Exercise objective ▸
Set out the stretch from the first line through the line containing "<point>74,246</point>" as a Markdown table with the columns Row and Line. Number each row and leave out blank lines.

Provided material ▸
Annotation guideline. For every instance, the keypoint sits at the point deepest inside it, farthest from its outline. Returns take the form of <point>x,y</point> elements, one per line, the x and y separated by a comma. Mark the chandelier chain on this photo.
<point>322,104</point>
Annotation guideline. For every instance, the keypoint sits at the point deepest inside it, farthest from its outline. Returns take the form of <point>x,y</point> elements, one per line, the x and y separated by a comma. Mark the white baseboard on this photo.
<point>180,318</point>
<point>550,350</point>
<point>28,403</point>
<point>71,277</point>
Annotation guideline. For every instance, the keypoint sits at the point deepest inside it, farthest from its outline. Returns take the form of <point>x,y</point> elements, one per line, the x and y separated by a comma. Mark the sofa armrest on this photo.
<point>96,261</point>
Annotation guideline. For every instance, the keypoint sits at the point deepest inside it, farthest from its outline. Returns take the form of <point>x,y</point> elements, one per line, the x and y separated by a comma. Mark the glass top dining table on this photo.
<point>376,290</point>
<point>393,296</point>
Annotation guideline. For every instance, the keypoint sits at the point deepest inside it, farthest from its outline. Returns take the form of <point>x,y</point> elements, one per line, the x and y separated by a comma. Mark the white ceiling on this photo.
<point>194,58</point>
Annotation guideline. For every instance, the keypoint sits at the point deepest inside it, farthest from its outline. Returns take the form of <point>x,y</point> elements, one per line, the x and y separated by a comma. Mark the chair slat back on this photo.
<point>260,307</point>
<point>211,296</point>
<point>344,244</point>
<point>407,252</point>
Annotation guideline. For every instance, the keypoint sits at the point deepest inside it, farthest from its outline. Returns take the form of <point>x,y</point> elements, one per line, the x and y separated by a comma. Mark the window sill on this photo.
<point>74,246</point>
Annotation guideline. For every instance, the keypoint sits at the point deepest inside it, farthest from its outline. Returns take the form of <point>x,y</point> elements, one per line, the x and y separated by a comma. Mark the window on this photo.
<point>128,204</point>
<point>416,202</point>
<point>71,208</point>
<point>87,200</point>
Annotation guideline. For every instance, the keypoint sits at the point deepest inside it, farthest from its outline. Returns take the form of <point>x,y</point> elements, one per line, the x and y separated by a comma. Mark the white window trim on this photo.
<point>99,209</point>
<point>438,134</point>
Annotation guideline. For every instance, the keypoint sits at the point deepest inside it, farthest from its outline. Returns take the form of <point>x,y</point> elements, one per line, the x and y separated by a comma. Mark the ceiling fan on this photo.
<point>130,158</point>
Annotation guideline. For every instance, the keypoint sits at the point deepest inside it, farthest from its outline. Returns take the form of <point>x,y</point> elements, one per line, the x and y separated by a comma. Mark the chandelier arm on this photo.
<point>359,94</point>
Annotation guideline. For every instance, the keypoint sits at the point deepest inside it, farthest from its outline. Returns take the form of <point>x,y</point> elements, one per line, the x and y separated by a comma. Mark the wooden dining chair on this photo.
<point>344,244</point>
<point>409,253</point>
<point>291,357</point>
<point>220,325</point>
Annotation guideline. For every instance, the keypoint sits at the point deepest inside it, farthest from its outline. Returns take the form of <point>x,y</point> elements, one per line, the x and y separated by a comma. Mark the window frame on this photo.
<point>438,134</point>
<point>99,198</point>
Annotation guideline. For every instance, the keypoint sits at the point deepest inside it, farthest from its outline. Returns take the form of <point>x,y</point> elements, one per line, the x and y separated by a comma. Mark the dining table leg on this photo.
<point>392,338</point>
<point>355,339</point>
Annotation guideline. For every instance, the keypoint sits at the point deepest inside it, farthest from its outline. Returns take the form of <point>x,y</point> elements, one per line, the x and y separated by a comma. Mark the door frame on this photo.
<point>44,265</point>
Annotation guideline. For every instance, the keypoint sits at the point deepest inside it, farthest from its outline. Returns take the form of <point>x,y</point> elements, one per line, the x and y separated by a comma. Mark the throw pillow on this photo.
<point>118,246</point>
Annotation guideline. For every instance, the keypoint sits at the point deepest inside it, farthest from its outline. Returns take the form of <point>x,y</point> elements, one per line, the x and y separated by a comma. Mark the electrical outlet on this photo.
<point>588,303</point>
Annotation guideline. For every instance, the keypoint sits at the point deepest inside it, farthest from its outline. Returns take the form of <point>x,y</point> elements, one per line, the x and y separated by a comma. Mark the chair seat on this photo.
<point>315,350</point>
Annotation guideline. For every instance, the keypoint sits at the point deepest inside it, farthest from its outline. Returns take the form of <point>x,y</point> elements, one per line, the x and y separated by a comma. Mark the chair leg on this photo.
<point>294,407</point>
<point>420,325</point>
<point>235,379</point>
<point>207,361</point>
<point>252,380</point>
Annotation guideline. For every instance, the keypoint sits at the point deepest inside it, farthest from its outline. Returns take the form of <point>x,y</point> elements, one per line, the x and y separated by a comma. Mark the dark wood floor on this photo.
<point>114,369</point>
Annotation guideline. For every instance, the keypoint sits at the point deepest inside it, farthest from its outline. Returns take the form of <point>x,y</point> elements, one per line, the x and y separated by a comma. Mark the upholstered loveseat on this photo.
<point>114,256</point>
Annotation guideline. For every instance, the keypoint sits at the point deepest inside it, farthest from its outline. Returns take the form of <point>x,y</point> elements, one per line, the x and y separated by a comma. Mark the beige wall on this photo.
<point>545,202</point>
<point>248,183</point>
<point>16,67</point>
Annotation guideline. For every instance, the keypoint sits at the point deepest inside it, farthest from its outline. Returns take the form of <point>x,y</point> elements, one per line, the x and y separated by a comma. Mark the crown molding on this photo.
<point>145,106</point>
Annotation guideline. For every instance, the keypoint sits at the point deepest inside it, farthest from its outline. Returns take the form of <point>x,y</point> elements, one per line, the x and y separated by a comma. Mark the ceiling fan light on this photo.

Written solution ▸
| Row | Line |
|---|---|
| 1 | Annotation guideline. For every instance, the keypoint sits at the point deepest inside it, farthest from its outline. Returns take the form of <point>x,y</point> elements, one per line, the x and y separated by a comma. Mark the chandelier chain on this photo. |
| 2 | <point>322,104</point> |
| 3 | Annotation guideline. For every instance, the keypoint sits at the point deepest inside it, farthest from its outline. Returns take the form of <point>x,y</point> elements, one per line, the x and y separated by a comma. Mark the white baseboard on this photo. |
| 4 | <point>180,318</point> |
| 5 | <point>550,350</point> |
| 6 | <point>28,403</point> |
| 7 | <point>71,277</point> |
| 8 | Annotation guideline. For every instance, the keypoint sits at the point deepest inside it, farthest from its outline. Returns take the form of <point>x,y</point> elements, one per line, the x and y separated by a comma. Mark the sofa armrest on this photo. |
| 9 | <point>96,261</point> |
| 10 | Annotation guideline. For every instance, the keypoint sits at the point deepest inside it, farthest from its outline. Returns take the form of <point>x,y</point> elements, one per line, the x and y separated by a comma. Mark the glass top dining table on this photo. |
| 11 | <point>376,290</point> |
| 12 | <point>393,296</point> |
| 13 | Annotation guideline. For every instance, the keypoint sits at the point deepest inside it, farthest from its outline. Returns take the form of <point>x,y</point> elements, one per line, the x and y separated by a comma. Mark the white ceiling on this photo. |
| 14 | <point>194,58</point> |
| 15 | Annotation guideline. For every instance, the keypoint sits at the point deepest inside it, farthest from its outline. Returns take the form of <point>x,y</point> elements, one per line, the x and y separated by a comma. Mark the chair slat back on this photo. |
| 16 | <point>260,307</point> |
| 17 | <point>211,296</point> |
| 18 | <point>344,244</point> |
| 19 | <point>407,252</point> |
| 20 | Annotation guideline. For every instance, the keypoint sits at the point deepest inside it, farthest from its outline. Returns take the form of <point>x,y</point> elements, one per line, the x and y separated by a comma. Mark the window sill on this photo. |
| 21 | <point>74,246</point> |